Reproduce the line that holds "Would you kindly indicate the tire" together with all the lines after it up to the end of the entries.
[Start of section]
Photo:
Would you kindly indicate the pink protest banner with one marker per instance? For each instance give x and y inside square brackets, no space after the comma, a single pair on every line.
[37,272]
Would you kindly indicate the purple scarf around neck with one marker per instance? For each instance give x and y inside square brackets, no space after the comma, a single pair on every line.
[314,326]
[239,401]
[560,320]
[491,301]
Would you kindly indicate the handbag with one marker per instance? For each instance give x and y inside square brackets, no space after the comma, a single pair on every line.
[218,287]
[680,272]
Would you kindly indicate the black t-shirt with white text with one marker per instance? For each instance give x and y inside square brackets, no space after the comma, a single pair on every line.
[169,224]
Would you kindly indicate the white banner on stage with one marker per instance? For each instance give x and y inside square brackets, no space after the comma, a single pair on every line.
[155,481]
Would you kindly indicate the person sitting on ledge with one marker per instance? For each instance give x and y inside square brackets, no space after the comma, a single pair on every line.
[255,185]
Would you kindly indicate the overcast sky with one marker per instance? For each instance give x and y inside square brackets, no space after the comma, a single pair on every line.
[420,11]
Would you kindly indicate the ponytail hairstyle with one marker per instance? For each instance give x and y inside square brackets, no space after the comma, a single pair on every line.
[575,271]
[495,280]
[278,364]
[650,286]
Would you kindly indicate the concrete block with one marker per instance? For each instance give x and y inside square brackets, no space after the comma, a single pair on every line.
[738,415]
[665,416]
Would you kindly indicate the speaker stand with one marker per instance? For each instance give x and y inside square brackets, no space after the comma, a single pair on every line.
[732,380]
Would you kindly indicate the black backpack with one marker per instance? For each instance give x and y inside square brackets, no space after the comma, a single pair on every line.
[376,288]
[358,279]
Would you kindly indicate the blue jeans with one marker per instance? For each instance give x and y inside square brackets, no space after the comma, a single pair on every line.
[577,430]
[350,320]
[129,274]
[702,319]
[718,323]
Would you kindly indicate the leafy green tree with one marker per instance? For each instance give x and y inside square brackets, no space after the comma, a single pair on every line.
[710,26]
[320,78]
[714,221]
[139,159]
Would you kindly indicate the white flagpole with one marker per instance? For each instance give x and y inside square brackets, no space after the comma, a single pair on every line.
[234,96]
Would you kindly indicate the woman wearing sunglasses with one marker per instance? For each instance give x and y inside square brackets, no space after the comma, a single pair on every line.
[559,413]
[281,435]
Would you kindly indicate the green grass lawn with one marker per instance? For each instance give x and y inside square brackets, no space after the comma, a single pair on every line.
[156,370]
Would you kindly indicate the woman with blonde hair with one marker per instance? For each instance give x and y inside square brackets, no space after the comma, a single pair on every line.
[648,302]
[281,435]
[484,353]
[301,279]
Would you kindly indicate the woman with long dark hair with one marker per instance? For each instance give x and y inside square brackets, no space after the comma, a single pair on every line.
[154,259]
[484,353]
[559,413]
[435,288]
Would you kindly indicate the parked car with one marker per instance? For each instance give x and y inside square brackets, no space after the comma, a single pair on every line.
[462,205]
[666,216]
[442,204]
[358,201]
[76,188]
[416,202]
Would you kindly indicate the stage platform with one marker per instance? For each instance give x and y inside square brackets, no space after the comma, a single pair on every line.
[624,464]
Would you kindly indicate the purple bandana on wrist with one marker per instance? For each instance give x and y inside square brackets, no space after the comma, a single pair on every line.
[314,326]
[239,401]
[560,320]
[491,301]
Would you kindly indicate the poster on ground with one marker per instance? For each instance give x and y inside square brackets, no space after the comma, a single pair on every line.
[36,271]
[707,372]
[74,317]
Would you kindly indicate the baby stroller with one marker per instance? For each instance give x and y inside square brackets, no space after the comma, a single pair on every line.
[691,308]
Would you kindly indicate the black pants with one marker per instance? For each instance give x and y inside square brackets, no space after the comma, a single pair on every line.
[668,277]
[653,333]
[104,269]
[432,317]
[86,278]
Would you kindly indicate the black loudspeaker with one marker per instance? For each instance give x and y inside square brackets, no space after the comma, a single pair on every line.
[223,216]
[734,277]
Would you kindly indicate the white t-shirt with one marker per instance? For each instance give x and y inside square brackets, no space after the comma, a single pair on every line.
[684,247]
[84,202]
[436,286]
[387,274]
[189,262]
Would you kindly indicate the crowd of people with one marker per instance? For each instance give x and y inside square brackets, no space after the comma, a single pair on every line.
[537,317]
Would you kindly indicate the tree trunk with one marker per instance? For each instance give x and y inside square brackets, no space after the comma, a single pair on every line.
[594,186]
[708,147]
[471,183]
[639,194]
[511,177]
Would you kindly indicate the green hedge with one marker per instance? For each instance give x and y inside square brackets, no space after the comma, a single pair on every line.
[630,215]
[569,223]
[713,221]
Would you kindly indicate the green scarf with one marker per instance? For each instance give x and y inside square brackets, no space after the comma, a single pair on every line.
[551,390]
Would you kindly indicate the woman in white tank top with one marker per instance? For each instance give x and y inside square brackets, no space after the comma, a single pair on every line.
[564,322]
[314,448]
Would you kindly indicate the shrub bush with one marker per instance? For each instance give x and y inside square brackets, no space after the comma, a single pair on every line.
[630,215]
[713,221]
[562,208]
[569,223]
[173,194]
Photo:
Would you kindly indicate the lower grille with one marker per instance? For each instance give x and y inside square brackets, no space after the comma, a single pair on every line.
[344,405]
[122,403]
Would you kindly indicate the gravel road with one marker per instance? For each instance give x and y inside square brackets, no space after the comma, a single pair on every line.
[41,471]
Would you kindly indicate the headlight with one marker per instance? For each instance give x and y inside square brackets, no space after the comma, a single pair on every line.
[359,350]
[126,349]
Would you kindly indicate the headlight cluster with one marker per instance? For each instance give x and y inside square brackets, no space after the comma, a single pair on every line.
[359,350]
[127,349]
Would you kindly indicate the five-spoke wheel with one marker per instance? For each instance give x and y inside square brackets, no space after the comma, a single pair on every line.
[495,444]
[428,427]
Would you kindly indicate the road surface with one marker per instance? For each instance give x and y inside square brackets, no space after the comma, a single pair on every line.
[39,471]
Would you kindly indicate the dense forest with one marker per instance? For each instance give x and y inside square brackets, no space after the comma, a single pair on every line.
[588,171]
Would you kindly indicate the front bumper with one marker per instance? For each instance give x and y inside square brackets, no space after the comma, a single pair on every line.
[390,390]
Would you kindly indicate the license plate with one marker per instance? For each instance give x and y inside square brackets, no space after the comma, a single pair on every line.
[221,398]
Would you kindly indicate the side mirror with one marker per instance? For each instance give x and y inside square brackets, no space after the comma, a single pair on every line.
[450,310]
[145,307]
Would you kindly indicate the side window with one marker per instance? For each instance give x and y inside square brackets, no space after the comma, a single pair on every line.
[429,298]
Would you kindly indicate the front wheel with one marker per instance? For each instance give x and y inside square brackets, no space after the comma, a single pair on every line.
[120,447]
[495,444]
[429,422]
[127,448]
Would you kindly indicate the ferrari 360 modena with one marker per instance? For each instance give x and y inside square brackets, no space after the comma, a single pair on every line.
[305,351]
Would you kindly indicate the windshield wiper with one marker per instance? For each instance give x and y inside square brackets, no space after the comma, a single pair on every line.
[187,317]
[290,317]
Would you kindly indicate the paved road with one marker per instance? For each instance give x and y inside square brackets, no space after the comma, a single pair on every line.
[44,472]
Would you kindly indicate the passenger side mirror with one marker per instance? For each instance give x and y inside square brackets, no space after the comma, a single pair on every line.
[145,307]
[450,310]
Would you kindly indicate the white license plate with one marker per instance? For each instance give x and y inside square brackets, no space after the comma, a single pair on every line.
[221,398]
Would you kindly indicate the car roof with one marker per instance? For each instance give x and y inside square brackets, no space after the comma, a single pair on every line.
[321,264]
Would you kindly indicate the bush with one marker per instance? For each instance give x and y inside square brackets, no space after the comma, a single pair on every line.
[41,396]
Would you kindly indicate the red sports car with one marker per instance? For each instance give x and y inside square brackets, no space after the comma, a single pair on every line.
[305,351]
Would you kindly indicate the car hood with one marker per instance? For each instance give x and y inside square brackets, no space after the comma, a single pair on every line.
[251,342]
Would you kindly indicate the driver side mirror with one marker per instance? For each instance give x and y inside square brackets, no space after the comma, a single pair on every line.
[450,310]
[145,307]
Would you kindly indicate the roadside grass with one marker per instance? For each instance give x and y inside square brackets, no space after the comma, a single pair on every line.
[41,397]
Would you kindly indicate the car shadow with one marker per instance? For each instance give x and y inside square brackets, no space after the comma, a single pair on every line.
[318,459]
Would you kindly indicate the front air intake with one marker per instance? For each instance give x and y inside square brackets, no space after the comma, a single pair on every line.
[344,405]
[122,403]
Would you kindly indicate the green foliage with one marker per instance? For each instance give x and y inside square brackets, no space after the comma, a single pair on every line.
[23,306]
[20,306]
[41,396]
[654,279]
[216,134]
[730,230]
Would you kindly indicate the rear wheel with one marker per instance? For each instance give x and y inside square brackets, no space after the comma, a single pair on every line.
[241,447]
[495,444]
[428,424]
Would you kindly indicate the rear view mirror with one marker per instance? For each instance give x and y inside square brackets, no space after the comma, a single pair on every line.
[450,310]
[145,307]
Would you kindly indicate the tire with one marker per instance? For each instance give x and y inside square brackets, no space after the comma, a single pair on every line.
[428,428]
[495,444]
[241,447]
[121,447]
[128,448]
[End of section]
* [RESULT]
Would you kindly indicate the tire with one marker per instance? For each instance give x and y inside square brackets, no space after the comma, a single pair on every line.
[428,428]
[495,444]
[241,447]
[121,447]
[128,448]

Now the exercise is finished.